## OBJETIVO DA TAREFA:
No trecho sobre Ken Loach, onde e em que ano "Sweet Sixteen" ganhou prêmio de roteiro?
++++ TRECHO ESCOLHIDO
Maior expoente do realismo social britânico, surgido nos anos 60
com nomes como Alan Clarke e
Mike Leigh, Loach passou muitos
anos sem levantar bandeiras políticas na mídia ("Se começo a fazer
isso, as pessoas já entram no cinema com um olhar viciado para
ver meus filmes", dizia). A partir
da Guerra do Iraque, no entanto,
o diretor decidiu que era o momento de se mobilizar.
Seu penúltimo longa, "Sweet
Sixteen", é a principal atração da
2ª Mostra Internacional de Cinema Engajado, com cerca de 40 filmes, que acontece de hoje até o
dia 15, no CCBB-RJ. O filme mostra adolescentes que lutam para
sobreviver em um subúrbio de
Glasgow, Escócia, e ganhou prêmio de roteiro em Cannes (2002).
De Londres, por telefone, Ken
Loach falou à Folha.
Folha Em "Sweet Sixteen", o sr.
mistura de forma sutil a vida privada e o ambiente social dos personagens. Essa é uma tendência consciente do seu cinema?
Ken Loach - Isso depende da história que eu vou contar. Em filmes
como "Terra e Liberdade", sobre
a Guerra Civil Espanhola, a política está tão na superfície que não
há muito espaço para a intimidade dos personagens. Mas em histórias em que as pessoas não têm
vocação política, essa visão da sociedade aparece implícita. Em
"Sweet Sixteen" os personagens
não têm noção de política, apenas
lutam para sobreviver.
Folha - O sr. assiste a muitos filmes políticos?
Loach - Não sou um grande cinéfilo, não vejo todos os filmes que
deveria. Mas fiquei impressionado com "Cidade de Deus". É muito importante fazer filmes como
esse, em que a mensagem política
está no subtexto da trama.
++++++++
++++ LINHAS FORNECIDAS
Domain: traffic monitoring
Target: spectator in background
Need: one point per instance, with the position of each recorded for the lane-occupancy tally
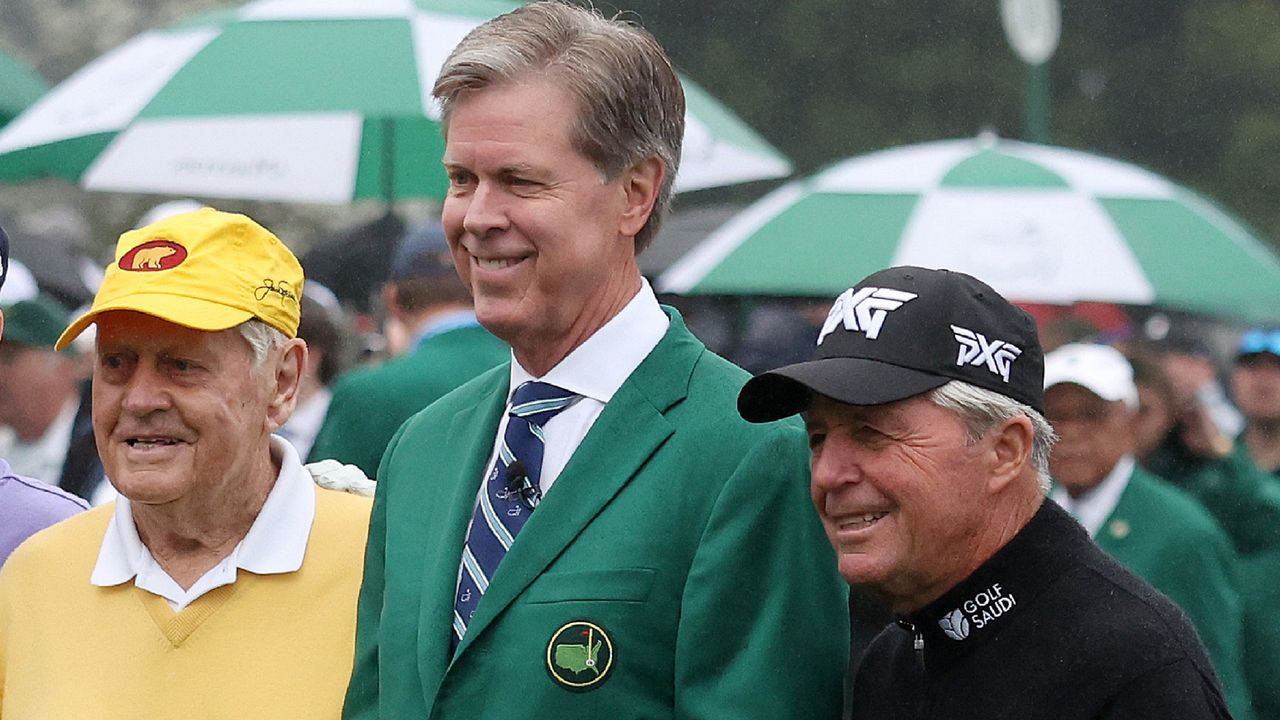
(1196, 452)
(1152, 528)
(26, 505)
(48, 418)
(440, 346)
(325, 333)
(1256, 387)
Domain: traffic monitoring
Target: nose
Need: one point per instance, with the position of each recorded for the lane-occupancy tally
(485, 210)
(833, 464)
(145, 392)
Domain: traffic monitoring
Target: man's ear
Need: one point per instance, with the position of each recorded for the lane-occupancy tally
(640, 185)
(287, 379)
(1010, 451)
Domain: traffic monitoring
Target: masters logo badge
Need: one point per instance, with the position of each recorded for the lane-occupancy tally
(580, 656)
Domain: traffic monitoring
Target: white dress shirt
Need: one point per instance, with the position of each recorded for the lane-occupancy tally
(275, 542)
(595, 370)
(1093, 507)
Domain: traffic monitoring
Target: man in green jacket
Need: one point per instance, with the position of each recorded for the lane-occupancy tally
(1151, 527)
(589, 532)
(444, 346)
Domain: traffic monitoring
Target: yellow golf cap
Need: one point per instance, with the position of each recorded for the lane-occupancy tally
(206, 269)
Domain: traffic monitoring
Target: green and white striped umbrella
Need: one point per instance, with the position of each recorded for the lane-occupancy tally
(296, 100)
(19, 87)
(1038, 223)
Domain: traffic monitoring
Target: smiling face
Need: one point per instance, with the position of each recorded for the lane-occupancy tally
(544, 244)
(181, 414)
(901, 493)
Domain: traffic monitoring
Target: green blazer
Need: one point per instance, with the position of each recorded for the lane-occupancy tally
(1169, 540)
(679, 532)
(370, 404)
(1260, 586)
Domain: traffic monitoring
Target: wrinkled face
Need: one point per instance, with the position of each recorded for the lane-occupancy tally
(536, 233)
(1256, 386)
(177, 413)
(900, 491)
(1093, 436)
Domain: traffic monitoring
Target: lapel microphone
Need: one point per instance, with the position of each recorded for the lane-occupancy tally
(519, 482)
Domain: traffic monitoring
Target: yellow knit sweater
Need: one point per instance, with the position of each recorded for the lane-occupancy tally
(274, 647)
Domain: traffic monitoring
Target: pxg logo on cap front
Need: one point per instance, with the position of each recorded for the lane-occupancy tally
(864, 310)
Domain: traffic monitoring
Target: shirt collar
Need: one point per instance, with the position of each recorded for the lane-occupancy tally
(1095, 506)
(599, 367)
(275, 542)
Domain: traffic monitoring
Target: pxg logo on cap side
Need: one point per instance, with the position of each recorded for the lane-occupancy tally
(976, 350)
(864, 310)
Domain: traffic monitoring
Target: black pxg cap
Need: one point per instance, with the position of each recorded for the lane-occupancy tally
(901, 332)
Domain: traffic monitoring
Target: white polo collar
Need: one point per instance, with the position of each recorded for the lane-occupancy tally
++++++++
++++ LINHAS FORNECIDAS
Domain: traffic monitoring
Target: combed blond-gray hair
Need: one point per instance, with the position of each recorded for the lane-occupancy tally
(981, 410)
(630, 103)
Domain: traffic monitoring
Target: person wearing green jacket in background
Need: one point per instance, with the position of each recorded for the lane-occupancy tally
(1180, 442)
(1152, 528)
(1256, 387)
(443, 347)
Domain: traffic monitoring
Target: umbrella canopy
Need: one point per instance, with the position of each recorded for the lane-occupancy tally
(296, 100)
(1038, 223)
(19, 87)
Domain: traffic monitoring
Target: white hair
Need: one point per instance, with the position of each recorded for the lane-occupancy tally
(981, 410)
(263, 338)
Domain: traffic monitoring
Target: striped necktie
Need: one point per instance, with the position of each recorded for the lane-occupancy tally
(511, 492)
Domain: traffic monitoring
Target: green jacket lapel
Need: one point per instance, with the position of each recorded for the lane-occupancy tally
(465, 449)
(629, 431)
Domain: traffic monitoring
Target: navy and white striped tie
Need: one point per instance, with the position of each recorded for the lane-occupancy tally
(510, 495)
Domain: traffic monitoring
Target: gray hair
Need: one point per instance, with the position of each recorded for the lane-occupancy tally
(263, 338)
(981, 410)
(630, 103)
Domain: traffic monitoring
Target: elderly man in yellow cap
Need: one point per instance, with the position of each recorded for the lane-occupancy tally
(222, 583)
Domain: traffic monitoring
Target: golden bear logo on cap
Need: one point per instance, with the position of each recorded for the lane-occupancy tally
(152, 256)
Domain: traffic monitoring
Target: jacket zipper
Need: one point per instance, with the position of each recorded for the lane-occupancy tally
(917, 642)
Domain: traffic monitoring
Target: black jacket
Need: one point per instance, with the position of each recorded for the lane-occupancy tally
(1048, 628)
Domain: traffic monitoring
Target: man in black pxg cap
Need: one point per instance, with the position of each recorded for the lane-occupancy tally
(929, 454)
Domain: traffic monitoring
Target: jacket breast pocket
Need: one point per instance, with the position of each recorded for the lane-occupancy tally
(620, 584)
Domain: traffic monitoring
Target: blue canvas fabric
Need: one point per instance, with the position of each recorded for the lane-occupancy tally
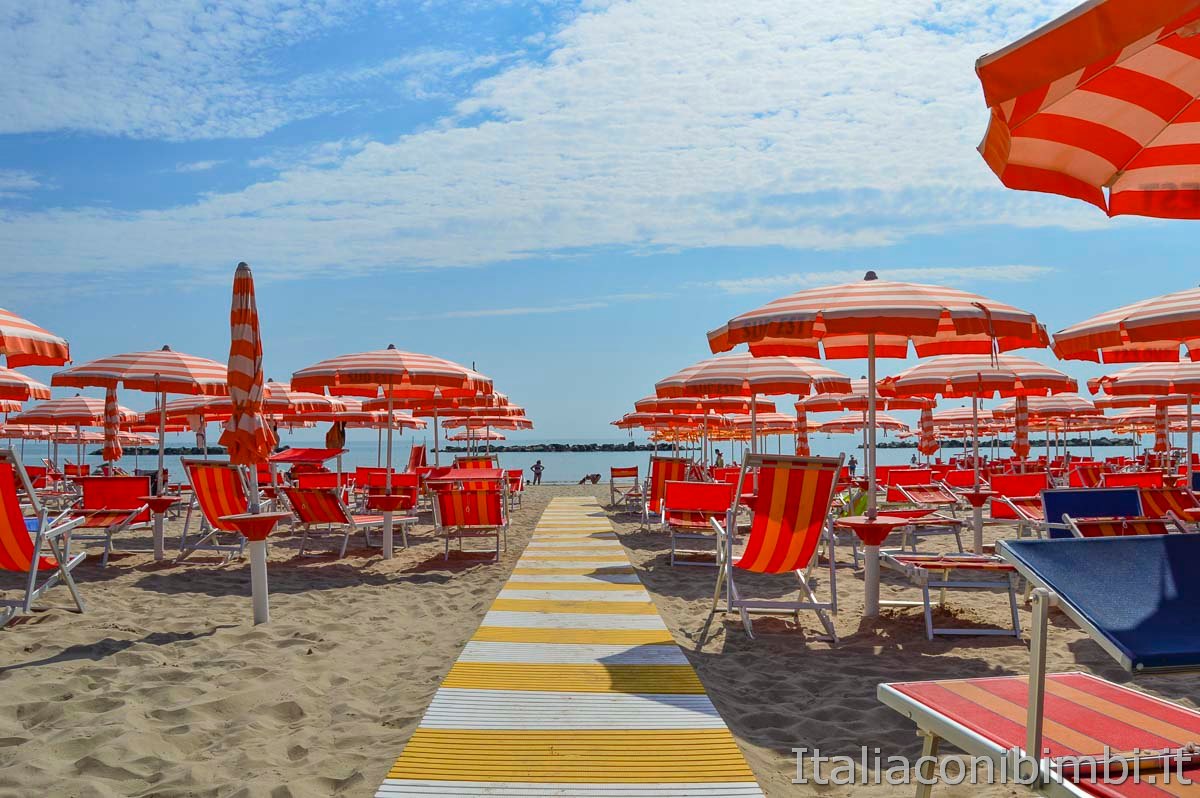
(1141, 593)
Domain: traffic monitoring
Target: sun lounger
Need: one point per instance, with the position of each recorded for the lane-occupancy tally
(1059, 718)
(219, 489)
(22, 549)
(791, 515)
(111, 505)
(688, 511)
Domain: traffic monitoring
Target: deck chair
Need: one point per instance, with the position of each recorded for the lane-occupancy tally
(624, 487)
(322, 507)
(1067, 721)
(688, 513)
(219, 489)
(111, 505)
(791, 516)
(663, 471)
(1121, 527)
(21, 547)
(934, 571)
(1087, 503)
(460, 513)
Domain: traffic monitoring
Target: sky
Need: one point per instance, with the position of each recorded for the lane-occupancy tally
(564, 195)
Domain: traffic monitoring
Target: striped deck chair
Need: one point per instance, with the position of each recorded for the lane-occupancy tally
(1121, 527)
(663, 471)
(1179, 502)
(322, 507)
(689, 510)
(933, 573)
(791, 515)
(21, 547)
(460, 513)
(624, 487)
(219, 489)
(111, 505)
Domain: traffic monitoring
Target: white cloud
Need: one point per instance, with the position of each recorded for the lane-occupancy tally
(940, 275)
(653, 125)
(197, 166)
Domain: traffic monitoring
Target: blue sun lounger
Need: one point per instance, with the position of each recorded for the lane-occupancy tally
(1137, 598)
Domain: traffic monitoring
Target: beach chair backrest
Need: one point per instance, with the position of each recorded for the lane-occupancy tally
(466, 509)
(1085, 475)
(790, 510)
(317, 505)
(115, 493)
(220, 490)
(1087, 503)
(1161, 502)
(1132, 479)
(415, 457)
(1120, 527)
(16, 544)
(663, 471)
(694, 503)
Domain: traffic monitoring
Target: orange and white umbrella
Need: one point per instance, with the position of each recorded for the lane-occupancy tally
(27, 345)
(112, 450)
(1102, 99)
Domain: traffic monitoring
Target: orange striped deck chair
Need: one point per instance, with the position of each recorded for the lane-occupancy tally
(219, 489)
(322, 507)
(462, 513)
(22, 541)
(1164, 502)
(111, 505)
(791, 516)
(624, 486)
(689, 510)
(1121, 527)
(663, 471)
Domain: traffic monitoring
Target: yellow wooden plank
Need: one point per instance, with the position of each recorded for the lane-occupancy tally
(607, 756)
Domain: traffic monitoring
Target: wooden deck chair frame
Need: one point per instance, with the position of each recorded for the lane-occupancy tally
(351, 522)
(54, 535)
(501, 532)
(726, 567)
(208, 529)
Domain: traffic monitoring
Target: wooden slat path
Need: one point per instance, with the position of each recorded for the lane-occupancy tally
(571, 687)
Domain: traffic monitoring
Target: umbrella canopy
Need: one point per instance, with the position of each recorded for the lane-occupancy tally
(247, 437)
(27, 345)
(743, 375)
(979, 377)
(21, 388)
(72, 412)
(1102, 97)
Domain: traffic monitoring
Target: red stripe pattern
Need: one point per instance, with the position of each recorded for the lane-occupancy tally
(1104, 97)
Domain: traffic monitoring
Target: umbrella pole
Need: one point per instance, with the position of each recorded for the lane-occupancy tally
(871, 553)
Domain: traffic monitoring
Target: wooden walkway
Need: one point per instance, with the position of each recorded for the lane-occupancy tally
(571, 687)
++++++++
## RESPOSTA CERTA:
Em Cannes, em 2002.